> _Prompt_: Retype the data below exactly, skipping pictures.

> _Excerpted records_:
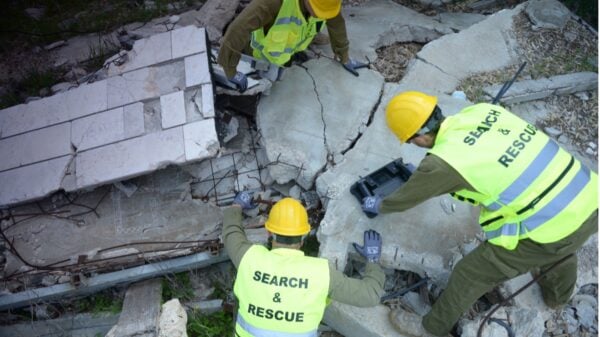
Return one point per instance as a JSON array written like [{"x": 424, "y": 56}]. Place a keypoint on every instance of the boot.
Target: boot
[{"x": 408, "y": 324}]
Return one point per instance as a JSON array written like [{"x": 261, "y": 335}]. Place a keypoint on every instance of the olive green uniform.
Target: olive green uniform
[
  {"x": 262, "y": 14},
  {"x": 488, "y": 265},
  {"x": 362, "y": 293}
]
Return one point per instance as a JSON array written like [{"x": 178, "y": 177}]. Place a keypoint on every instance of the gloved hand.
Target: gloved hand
[
  {"x": 371, "y": 204},
  {"x": 371, "y": 249},
  {"x": 240, "y": 80},
  {"x": 244, "y": 199},
  {"x": 352, "y": 65}
]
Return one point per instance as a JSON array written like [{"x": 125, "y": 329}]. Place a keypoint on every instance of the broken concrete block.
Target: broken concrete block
[
  {"x": 314, "y": 125},
  {"x": 130, "y": 157},
  {"x": 200, "y": 139},
  {"x": 187, "y": 41},
  {"x": 196, "y": 70},
  {"x": 152, "y": 50},
  {"x": 145, "y": 83},
  {"x": 548, "y": 13},
  {"x": 35, "y": 146},
  {"x": 172, "y": 109}
]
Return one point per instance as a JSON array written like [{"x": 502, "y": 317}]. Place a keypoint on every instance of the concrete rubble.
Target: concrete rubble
[{"x": 317, "y": 131}]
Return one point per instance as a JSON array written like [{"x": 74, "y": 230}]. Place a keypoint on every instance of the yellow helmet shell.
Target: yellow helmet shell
[
  {"x": 288, "y": 217},
  {"x": 326, "y": 9},
  {"x": 407, "y": 112}
]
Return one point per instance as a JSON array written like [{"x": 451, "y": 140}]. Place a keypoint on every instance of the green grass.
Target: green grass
[
  {"x": 214, "y": 325},
  {"x": 177, "y": 286}
]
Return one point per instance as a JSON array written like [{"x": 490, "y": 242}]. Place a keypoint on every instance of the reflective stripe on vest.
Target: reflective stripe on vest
[
  {"x": 255, "y": 331},
  {"x": 528, "y": 186},
  {"x": 281, "y": 292},
  {"x": 289, "y": 34}
]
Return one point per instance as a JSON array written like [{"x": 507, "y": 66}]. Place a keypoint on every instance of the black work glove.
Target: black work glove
[
  {"x": 371, "y": 249},
  {"x": 352, "y": 65},
  {"x": 244, "y": 199},
  {"x": 240, "y": 80}
]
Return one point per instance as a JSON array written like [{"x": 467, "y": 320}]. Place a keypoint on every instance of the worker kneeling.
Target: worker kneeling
[
  {"x": 282, "y": 292},
  {"x": 538, "y": 204}
]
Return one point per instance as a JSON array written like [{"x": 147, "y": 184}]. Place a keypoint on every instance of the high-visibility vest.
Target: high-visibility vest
[
  {"x": 526, "y": 185},
  {"x": 289, "y": 34},
  {"x": 280, "y": 293}
]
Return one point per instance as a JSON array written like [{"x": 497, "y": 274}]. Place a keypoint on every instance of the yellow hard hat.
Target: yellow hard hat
[
  {"x": 326, "y": 9},
  {"x": 407, "y": 112},
  {"x": 288, "y": 217}
]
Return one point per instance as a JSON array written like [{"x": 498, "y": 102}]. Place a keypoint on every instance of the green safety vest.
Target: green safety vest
[
  {"x": 280, "y": 293},
  {"x": 526, "y": 185},
  {"x": 289, "y": 34}
]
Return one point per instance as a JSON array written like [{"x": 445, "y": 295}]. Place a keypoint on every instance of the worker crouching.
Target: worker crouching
[{"x": 282, "y": 292}]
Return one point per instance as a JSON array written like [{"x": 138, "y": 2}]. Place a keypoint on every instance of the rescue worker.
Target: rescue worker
[
  {"x": 274, "y": 30},
  {"x": 281, "y": 292},
  {"x": 538, "y": 204}
]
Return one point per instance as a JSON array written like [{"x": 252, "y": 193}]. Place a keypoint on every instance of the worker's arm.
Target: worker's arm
[
  {"x": 259, "y": 13},
  {"x": 365, "y": 292},
  {"x": 234, "y": 237},
  {"x": 338, "y": 37},
  {"x": 433, "y": 177}
]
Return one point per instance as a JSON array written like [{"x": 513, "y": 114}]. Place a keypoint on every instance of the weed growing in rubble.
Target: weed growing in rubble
[
  {"x": 177, "y": 286},
  {"x": 213, "y": 325}
]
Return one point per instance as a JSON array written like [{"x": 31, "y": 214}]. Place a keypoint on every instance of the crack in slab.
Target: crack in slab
[
  {"x": 435, "y": 66},
  {"x": 329, "y": 152}
]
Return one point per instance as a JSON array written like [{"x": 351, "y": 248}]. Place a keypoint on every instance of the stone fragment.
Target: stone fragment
[
  {"x": 55, "y": 45},
  {"x": 173, "y": 320},
  {"x": 548, "y": 13}
]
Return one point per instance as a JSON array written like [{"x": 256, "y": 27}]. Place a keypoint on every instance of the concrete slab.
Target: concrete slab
[
  {"x": 196, "y": 70},
  {"x": 144, "y": 84},
  {"x": 35, "y": 146},
  {"x": 200, "y": 140},
  {"x": 133, "y": 120},
  {"x": 97, "y": 130},
  {"x": 146, "y": 52},
  {"x": 32, "y": 181},
  {"x": 187, "y": 41},
  {"x": 141, "y": 310},
  {"x": 309, "y": 119},
  {"x": 530, "y": 90},
  {"x": 172, "y": 109},
  {"x": 491, "y": 39},
  {"x": 130, "y": 158},
  {"x": 208, "y": 105},
  {"x": 381, "y": 23}
]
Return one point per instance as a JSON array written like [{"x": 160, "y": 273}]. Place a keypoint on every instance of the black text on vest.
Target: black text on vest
[
  {"x": 482, "y": 128},
  {"x": 275, "y": 314},
  {"x": 280, "y": 281},
  {"x": 517, "y": 146}
]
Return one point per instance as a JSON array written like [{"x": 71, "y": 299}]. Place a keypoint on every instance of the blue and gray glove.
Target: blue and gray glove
[
  {"x": 371, "y": 249},
  {"x": 244, "y": 199},
  {"x": 353, "y": 65},
  {"x": 240, "y": 80},
  {"x": 371, "y": 204}
]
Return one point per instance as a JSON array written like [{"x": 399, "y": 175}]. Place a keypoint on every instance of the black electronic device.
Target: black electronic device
[{"x": 382, "y": 182}]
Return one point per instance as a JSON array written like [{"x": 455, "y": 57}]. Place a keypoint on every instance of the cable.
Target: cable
[{"x": 505, "y": 301}]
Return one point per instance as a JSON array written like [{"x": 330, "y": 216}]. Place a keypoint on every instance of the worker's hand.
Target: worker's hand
[
  {"x": 371, "y": 249},
  {"x": 353, "y": 65},
  {"x": 240, "y": 80},
  {"x": 371, "y": 204},
  {"x": 244, "y": 199}
]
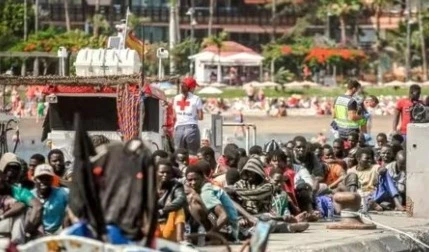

> _Response_:
Return one point per instance as a JSON array written like [{"x": 424, "y": 56}]. Place a keypoint on every instance of the boot.
Target: boot
[{"x": 408, "y": 324}]
Return one point per instance as a JSON array written like [{"x": 261, "y": 335}]. Place a keypoint on every instance of the olive green uniform.
Target: olive green uniform
[
  {"x": 262, "y": 14},
  {"x": 488, "y": 265},
  {"x": 362, "y": 293}
]
Return one point per instance as a JSON array written like [{"x": 178, "y": 177}]. Place a keypoint on every instance of the gloved hand.
Target: gloved hand
[
  {"x": 371, "y": 204},
  {"x": 371, "y": 249},
  {"x": 240, "y": 80},
  {"x": 244, "y": 199},
  {"x": 352, "y": 65}
]
Return one point per instance as a JSON array written like [{"x": 125, "y": 329}]. Place a keypoint on every instance of the broken concrete block.
Target: broken concrete block
[
  {"x": 314, "y": 125},
  {"x": 130, "y": 157},
  {"x": 200, "y": 139},
  {"x": 187, "y": 41},
  {"x": 196, "y": 70},
  {"x": 152, "y": 50},
  {"x": 145, "y": 83},
  {"x": 548, "y": 13},
  {"x": 35, "y": 146},
  {"x": 172, "y": 109}
]
Return one point per instance as a JSON array written like [{"x": 502, "y": 317}]. Place a keypoint on every instance of the concrete rubble.
Target: concrete rubble
[{"x": 317, "y": 131}]
Return one point per instance as a JSON array written like [{"x": 74, "y": 230}]. Place a keypoint on every instance of the yellow helmet shell.
Target: yellow helmet shell
[
  {"x": 288, "y": 217},
  {"x": 326, "y": 9},
  {"x": 407, "y": 112}
]
Return one point per instance as a JSON array written like [{"x": 451, "y": 140}]. Place a keypoint on every instance of the green grass.
Target: green grass
[
  {"x": 214, "y": 325},
  {"x": 177, "y": 286}
]
Return one point per instance as a JSON array written like [{"x": 490, "y": 242}]. Place a keypoint on every instance of the reflective stripe on vest.
Target: reflective stripe on vest
[
  {"x": 255, "y": 331},
  {"x": 528, "y": 186},
  {"x": 281, "y": 292},
  {"x": 289, "y": 34}
]
Return one point per instance as a JSON array written like [{"x": 507, "y": 66}]. Place a keypoint on every instance of the black work glove.
Target: black work glove
[
  {"x": 371, "y": 249},
  {"x": 352, "y": 65},
  {"x": 244, "y": 199},
  {"x": 240, "y": 80}
]
Return one point per instance as a JSON array written like [{"x": 467, "y": 320}]. Place a keypoint on every instance of the worker kneeling.
Target: worker kneeling
[
  {"x": 282, "y": 292},
  {"x": 538, "y": 204}
]
Return one point per instance as a JSON array written like [{"x": 147, "y": 184}]. Place a keypoint on every instance of the high-visibility vest.
Target: high-visibility vest
[
  {"x": 526, "y": 185},
  {"x": 289, "y": 34},
  {"x": 280, "y": 293}
]
Return one point per instance as a JSON array written like [{"x": 497, "y": 274}]. Place a keypoint on every instance of the yellow hard hat.
Target: yellow hard hat
[
  {"x": 326, "y": 9},
  {"x": 407, "y": 112},
  {"x": 288, "y": 217}
]
Return one point per instance as a JSON array written like [{"x": 498, "y": 102}]. Place a keypoint on every instance of the green safety vest.
Target: green safety vest
[
  {"x": 280, "y": 293},
  {"x": 526, "y": 185},
  {"x": 289, "y": 34}
]
Return one point per instance as a JSON array written like [{"x": 445, "y": 295}]. Place a keypoint on every instance of the worker crouching.
Target: worker crouching
[{"x": 282, "y": 292}]
Return one point per instance as a JSON array written like [{"x": 138, "y": 2}]. Place a keypoint on every instance of the rescue worker.
Target: rescue worker
[
  {"x": 274, "y": 30},
  {"x": 281, "y": 292},
  {"x": 538, "y": 204}
]
Return one point per instance as a JSON array written like [{"x": 252, "y": 193}]. Place a keypoint on every instance of the worker's arm.
Target: worker's arm
[
  {"x": 259, "y": 13},
  {"x": 365, "y": 292},
  {"x": 234, "y": 237},
  {"x": 338, "y": 37},
  {"x": 433, "y": 177}
]
Return one point per instance as a JSON array written like [{"x": 513, "y": 114}]. Place a keypoint on every instance of the weed growing in rubble.
Target: weed growing in rubble
[
  {"x": 177, "y": 286},
  {"x": 213, "y": 325}
]
Return one point per instance as a JSON array written like [{"x": 31, "y": 214}]. Place a keypoint on every instance of the crack in slab.
Target: crack in slab
[
  {"x": 435, "y": 66},
  {"x": 329, "y": 152}
]
Return one point per instance as a JSON array written like [{"x": 351, "y": 248}]. Place a keypoint on every instance of the stone fragment.
Target: stone fragment
[
  {"x": 55, "y": 45},
  {"x": 173, "y": 320},
  {"x": 548, "y": 13}
]
Return one point per instance as a JSON array written like [{"x": 256, "y": 27}]. Place a keypoint on every instance of the concrete slab.
Target: concrete slab
[
  {"x": 196, "y": 70},
  {"x": 144, "y": 84},
  {"x": 35, "y": 146},
  {"x": 200, "y": 140},
  {"x": 133, "y": 120},
  {"x": 97, "y": 130},
  {"x": 146, "y": 52},
  {"x": 32, "y": 181},
  {"x": 187, "y": 41},
  {"x": 141, "y": 310},
  {"x": 309, "y": 119},
  {"x": 530, "y": 90},
  {"x": 172, "y": 109},
  {"x": 491, "y": 39},
  {"x": 130, "y": 158},
  {"x": 208, "y": 105},
  {"x": 381, "y": 23}
]
Return one point per instance as a JSON array written like [{"x": 160, "y": 273}]. Place a keypoint on every instance of the black text on vest.
Target: black text on vest
[
  {"x": 482, "y": 128},
  {"x": 275, "y": 314},
  {"x": 280, "y": 281},
  {"x": 517, "y": 146}
]
Return one point per instance as a JSON array written like [{"x": 71, "y": 299}]. Place a keypoint on every instance of the blue and gray glove.
Target: blue and gray glove
[
  {"x": 371, "y": 249},
  {"x": 244, "y": 199},
  {"x": 353, "y": 65},
  {"x": 240, "y": 80},
  {"x": 371, "y": 204}
]
Return one point per instance as a JSON array written like [{"x": 399, "y": 175}]. Place a keypoint on every instance of the black electronic device.
Target: black electronic device
[{"x": 382, "y": 182}]
Return one point per instance as a JSON array written like [{"x": 455, "y": 57}]. Place a keypoint on every instance of the cable.
Target: cable
[{"x": 505, "y": 301}]
Return one point per instance as a JSON array written like [{"x": 330, "y": 216}]. Place a keypoint on every instance of the worker's hand.
Target: worker's hand
[
  {"x": 371, "y": 249},
  {"x": 353, "y": 65},
  {"x": 240, "y": 80},
  {"x": 371, "y": 204},
  {"x": 244, "y": 199}
]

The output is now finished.